Work order: Return the following lines unchanged, character for character, from the first through the last.

Input records:
•••

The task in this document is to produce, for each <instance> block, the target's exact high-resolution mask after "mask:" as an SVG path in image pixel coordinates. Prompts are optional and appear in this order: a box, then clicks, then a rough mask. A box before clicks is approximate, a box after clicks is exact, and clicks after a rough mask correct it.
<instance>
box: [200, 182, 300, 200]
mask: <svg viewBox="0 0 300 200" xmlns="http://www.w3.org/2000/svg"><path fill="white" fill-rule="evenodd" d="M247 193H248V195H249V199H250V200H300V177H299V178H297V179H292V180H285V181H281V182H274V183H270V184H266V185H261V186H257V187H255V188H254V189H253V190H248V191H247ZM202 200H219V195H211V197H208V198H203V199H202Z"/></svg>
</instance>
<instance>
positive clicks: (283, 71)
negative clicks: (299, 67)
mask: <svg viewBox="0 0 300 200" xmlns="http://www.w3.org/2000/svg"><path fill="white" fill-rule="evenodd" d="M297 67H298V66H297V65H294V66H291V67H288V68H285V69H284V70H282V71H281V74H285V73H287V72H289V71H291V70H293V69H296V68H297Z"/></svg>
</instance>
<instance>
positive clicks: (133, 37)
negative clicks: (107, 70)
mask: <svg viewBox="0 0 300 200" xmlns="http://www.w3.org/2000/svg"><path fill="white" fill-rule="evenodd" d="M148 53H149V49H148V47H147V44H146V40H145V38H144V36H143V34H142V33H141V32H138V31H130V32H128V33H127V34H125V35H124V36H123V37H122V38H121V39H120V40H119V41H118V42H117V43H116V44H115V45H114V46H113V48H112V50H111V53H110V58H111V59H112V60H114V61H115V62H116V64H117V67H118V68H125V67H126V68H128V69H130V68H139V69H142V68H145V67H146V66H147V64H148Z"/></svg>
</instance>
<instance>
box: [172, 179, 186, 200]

•••

The completed task:
The task in this document is to produce, for each <instance> block, the target's exact high-resolution mask after "mask:" as an SVG path in image pixel coordinates. Prompts are optional and appear in this order: a box, then clicks, then a rough mask. A box before clicks is approximate, a box after clicks is exact, and clicks after a rough mask correct it.
<instance>
box: [200, 182, 300, 200]
mask: <svg viewBox="0 0 300 200" xmlns="http://www.w3.org/2000/svg"><path fill="white" fill-rule="evenodd" d="M247 193H248V195H249V199H250V200H300V177H299V178H297V179H292V180H285V181H281V182H274V183H270V184H266V185H261V186H257V187H255V188H254V189H253V190H248V191H247ZM202 200H219V195H211V197H208V198H203V199H202Z"/></svg>
</instance>
<instance>
positive clicks: (283, 71)
negative clicks: (299, 67)
mask: <svg viewBox="0 0 300 200" xmlns="http://www.w3.org/2000/svg"><path fill="white" fill-rule="evenodd" d="M297 67H298V66H297V65H294V66H291V67H288V68H285V69H284V70H282V71H281V74H285V73H287V72H289V71H291V70H293V69H296V68H297Z"/></svg>
</instance>
<instance>
positive clicks: (133, 37)
negative clicks: (107, 70)
mask: <svg viewBox="0 0 300 200" xmlns="http://www.w3.org/2000/svg"><path fill="white" fill-rule="evenodd" d="M148 53H149V49H148V47H147V44H146V40H145V38H144V36H143V34H142V33H141V32H138V31H130V32H128V33H127V34H125V35H124V36H123V37H122V38H121V39H120V40H119V41H118V42H117V43H116V44H115V45H114V46H113V48H112V50H111V53H110V58H111V59H112V60H114V61H115V62H116V64H117V67H118V68H125V67H126V68H128V69H130V68H139V69H142V68H145V67H146V66H147V64H148Z"/></svg>
</instance>
<instance>
box: [172, 179, 186, 200]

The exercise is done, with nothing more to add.